DATASET EXTRACT =
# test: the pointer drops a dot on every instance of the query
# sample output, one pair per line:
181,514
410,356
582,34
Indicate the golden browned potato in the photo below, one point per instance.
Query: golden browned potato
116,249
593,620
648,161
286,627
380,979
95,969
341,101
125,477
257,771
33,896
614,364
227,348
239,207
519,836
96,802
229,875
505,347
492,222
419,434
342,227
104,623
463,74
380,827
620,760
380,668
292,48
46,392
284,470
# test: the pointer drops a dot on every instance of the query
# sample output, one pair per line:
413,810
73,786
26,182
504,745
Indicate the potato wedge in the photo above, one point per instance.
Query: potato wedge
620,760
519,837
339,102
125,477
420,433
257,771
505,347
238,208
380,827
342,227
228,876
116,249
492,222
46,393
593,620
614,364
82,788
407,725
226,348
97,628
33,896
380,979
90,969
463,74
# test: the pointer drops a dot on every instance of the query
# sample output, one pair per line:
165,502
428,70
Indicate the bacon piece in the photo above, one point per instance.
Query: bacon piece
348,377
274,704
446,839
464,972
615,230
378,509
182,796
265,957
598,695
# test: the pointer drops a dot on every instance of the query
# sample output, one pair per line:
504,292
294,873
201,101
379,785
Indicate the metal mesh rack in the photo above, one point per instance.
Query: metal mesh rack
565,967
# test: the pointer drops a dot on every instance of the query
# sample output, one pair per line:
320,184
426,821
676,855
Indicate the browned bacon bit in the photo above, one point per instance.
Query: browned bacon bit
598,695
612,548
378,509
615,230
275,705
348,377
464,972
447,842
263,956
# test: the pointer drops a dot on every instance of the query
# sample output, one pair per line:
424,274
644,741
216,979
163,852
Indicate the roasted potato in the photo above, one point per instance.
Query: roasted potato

WHAT TO DO = Write all the entries again precisely as they were given.

ANSWER BELOW =
# test: the pointer drops a dot on every instance of the query
# sample output, one pair per line:
181,514
410,356
582,34
Indicate the golden browned potato in the photo below, one point per instance.
Query: golden browned potato
116,249
593,620
648,161
286,627
380,979
95,969
341,101
125,477
257,771
33,896
614,364
227,348
239,207
519,836
96,802
229,875
505,347
492,222
419,434
342,227
104,623
463,74
380,827
620,760
380,668
292,48
46,392
284,470
# test: the pointer drops a dot on every instance of the query
# sample output, one pair per line:
413,810
73,786
26,182
504,745
Indicate the potato wedge in the photo above, one point per instance.
Query: potato wedge
620,760
519,837
339,102
125,477
420,433
257,771
505,347
238,208
380,827
342,227
228,876
116,249
492,222
46,393
593,620
614,364
82,788
407,725
226,348
97,628
33,896
380,979
90,969
463,74
# test: the pointer drops a dot on every instance of the query
# sample output, one pair per line:
165,502
428,70
Indicate the bacon piece in the photo above, one point per instance.
Query: bacon piece
348,377
274,704
446,839
464,972
615,230
378,509
182,796
265,957
598,695
# test: the pointer drops a dot on every instance of the query
# sample output, one pair per line:
504,292
294,873
201,101
379,785
Indicate the metal mesh rack in the photo above, one point per instance.
Query: metal mesh rack
565,967
# test: the pointer drops a dot on every instance of the query
# sample output, one pair per line:
320,184
426,821
676,855
Indicate the browned bacon bit in the photo above, one point per instance.
Query: browned bacon bit
598,695
612,548
378,509
615,230
275,705
348,377
464,972
447,842
263,956
# test: the pointer drops a dot on every instance of the query
# sample output, one pair per line:
424,274
644,741
216,979
163,852
Indicate the roasted potato in the photo above, one point per instance.
Query: roasted potato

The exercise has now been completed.